## Goal
Please copy out each line below that contains the word "jacket".

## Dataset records
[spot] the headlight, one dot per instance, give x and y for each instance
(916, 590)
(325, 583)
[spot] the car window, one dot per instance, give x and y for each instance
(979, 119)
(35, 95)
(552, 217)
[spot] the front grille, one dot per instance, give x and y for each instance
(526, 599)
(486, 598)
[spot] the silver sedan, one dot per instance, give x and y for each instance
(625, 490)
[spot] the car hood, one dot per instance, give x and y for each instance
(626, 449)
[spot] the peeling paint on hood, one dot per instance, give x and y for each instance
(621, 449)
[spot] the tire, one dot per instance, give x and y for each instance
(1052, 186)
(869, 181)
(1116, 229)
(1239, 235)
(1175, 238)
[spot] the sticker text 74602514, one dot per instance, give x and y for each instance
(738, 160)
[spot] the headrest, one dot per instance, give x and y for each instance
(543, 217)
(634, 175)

...

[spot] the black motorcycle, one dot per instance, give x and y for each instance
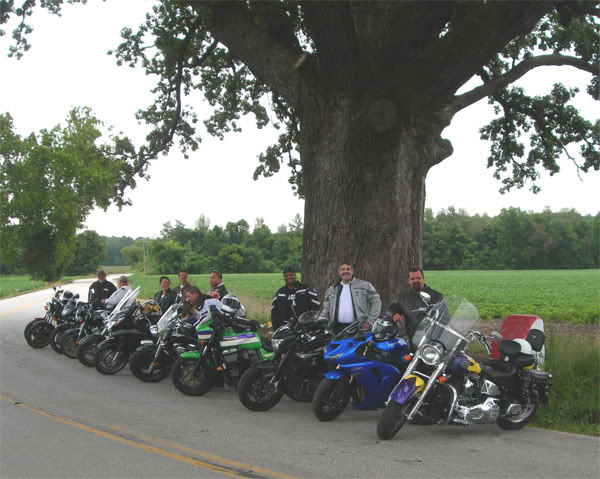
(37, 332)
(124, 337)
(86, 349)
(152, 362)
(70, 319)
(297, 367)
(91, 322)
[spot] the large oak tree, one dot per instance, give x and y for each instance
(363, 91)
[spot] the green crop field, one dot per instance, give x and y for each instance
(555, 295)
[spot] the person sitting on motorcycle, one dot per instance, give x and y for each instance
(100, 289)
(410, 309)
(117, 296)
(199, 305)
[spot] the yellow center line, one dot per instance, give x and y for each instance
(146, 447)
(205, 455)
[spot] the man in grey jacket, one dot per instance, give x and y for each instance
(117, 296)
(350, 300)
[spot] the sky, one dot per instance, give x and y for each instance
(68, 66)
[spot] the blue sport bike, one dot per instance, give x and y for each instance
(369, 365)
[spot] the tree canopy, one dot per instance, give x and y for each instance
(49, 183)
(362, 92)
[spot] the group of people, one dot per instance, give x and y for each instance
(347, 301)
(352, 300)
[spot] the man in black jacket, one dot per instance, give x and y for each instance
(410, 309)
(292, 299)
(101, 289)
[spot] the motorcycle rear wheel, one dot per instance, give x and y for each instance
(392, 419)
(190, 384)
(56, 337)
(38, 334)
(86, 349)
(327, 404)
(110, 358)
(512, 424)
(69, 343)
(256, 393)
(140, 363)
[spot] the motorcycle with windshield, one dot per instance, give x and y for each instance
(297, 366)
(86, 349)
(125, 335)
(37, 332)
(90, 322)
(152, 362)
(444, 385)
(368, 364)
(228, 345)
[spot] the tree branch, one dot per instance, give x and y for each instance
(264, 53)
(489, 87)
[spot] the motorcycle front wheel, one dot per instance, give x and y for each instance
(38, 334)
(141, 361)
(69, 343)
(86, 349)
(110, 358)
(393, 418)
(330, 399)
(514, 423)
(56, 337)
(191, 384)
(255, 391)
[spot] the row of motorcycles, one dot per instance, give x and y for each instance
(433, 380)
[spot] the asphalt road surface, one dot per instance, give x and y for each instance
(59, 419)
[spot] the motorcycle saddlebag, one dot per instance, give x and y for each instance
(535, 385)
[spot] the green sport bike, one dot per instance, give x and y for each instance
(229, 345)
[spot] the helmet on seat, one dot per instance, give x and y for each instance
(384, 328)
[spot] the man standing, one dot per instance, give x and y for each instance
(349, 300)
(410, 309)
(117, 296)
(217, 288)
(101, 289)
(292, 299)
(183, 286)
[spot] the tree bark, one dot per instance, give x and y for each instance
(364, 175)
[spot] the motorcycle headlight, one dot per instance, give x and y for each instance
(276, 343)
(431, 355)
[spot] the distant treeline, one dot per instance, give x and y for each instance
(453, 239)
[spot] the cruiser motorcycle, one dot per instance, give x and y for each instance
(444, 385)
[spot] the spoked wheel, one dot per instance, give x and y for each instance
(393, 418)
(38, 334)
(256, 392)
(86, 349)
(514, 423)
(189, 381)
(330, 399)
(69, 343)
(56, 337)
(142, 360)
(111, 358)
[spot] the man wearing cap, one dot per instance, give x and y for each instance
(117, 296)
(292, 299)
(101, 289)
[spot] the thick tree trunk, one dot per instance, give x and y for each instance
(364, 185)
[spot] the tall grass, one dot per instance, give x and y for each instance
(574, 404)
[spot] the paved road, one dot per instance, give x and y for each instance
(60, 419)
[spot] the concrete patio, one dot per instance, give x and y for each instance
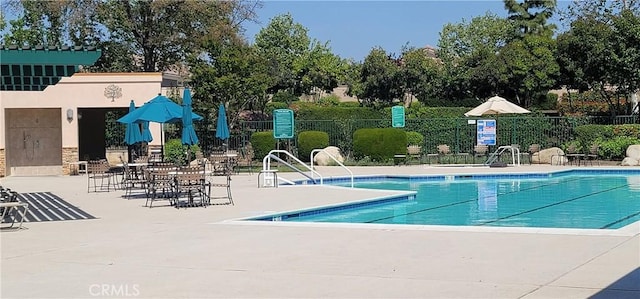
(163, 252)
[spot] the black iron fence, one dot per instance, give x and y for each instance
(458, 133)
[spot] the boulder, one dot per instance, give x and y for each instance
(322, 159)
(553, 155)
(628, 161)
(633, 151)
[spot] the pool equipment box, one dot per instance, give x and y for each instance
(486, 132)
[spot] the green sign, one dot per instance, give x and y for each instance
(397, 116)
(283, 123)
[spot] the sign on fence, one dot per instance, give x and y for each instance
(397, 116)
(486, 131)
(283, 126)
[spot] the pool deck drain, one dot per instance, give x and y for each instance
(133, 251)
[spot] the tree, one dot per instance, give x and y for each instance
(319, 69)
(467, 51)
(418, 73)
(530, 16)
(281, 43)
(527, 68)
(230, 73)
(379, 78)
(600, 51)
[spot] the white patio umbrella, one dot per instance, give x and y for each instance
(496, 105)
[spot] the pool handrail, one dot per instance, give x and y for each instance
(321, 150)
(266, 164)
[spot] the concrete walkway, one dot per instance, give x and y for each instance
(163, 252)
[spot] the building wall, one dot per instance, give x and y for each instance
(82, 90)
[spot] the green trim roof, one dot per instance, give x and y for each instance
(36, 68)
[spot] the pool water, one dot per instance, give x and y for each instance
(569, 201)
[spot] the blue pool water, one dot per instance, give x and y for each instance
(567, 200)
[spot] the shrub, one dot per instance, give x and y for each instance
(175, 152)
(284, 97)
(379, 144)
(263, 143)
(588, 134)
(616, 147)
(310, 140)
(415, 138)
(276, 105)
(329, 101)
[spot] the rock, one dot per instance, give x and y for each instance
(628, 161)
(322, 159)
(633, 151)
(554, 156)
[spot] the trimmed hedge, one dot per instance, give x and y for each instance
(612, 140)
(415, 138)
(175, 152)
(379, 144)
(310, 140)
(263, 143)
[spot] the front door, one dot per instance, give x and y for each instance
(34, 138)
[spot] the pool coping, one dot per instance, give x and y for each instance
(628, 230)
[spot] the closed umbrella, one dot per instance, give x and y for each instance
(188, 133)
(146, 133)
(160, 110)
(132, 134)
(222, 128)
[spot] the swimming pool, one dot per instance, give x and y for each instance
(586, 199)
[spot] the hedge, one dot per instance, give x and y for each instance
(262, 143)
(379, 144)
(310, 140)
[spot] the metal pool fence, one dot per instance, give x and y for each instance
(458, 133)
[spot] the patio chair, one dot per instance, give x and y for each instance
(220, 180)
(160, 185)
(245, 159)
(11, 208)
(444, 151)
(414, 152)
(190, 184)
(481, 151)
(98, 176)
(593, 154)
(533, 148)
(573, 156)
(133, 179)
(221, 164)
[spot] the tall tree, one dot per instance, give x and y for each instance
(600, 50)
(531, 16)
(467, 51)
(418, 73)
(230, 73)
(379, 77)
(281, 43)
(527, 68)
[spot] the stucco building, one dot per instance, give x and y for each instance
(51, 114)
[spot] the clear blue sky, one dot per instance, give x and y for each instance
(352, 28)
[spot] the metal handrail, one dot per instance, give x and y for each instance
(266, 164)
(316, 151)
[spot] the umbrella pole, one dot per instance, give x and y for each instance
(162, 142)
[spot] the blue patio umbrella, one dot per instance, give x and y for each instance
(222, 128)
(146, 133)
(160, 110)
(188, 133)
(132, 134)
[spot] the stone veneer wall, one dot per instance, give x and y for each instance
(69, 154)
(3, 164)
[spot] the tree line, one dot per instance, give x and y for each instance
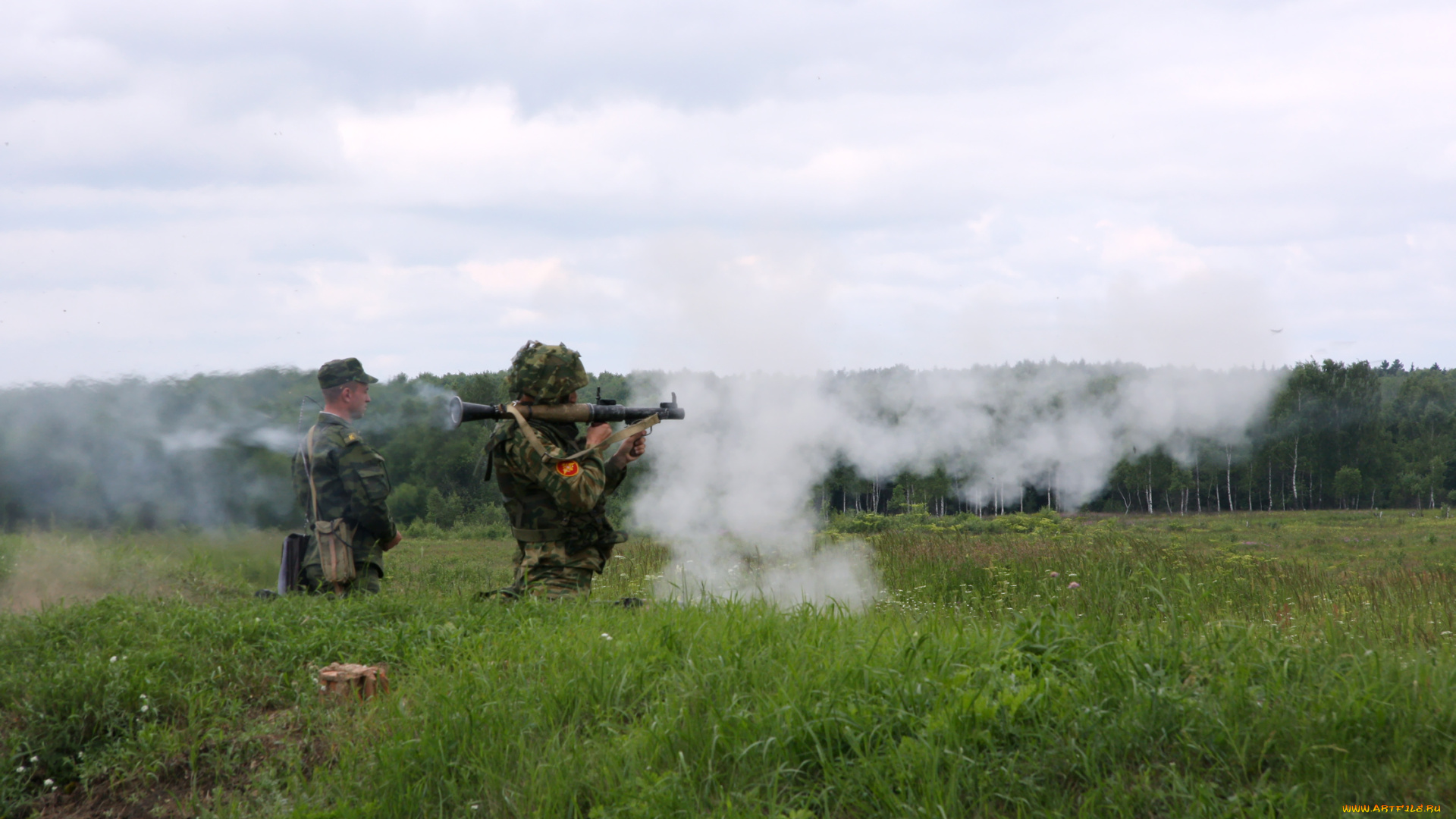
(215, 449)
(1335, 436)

## Task response
[spot] the man in grey jacket, one dot per instance, give x and y for each instance
[spot] the man in black jacket, one dot per instance, give x and y for each instance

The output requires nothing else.